** start of PAGE TEXT **

Part II: Chapter 11:
Pip and Jaggers return to the inn in town. Pip mentions to Jaggers that Orlick may not be a trustworthy assistant to Miss Havisham and Jaggers tells Pip that he will see him fired.
Pip stays away from Joe and Biddy's house and the forge, but walks around town, enjoying the admiring looks he gets from his past neighbors. This pleasant walk is disturbed by the Trabb boy who makes fun of Pip, imitating the snobbish way he walks and barking out, "Don't know yah!" to onlookers.
Pip returns to London and talks to Herbert about Estella. Herbert himself reveals that he is in love with a woman named Clara, though it must be kept secret because his mother would think he was marrying "below station."
Analysis:
Although Pip continues to make decisions based on how he thinks society wants him to act -- not going to see Joe and Biddy while he is home -- we recognize the fact that he feels guilt and shame about these same decisions. Unlike Estella, Pip seems to wear his guilt on his sleeve, but his guilt shows him to have a conscience at least. Dickens uses guilt in Pip -- who seems to be the only one in the novel who experiences it -- to signal moments when Pip feels himself acting against his nature.

** end of PAGE TEXT **
** start of EXTRACTED ENTRIES **

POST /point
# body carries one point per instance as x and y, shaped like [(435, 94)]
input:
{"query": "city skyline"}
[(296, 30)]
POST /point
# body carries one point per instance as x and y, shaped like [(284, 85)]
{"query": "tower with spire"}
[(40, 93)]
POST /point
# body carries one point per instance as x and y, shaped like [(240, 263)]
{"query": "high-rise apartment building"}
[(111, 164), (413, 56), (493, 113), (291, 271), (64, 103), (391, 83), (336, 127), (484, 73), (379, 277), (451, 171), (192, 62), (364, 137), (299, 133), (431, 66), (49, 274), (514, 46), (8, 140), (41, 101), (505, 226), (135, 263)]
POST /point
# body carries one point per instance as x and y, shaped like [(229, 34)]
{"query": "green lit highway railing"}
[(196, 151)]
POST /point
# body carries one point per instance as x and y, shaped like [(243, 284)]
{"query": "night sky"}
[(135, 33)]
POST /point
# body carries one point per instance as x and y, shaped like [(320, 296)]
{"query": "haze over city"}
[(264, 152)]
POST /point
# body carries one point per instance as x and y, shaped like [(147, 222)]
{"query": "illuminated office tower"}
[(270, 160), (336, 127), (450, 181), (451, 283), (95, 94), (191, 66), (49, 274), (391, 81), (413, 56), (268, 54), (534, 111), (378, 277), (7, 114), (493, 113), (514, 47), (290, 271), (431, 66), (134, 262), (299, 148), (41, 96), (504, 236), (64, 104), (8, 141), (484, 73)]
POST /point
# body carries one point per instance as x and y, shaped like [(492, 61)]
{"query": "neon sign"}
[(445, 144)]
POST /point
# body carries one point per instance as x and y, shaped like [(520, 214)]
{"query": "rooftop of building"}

** end of EXTRACTED ENTRIES **

GIVEN TASK: Which characters are named in the chapter summary's paragraph beginning "Pip returns to London"? The records that come after the chapter summary are separate material.

EXERCISE ANSWER: Pip, Herbert, Estella, Clara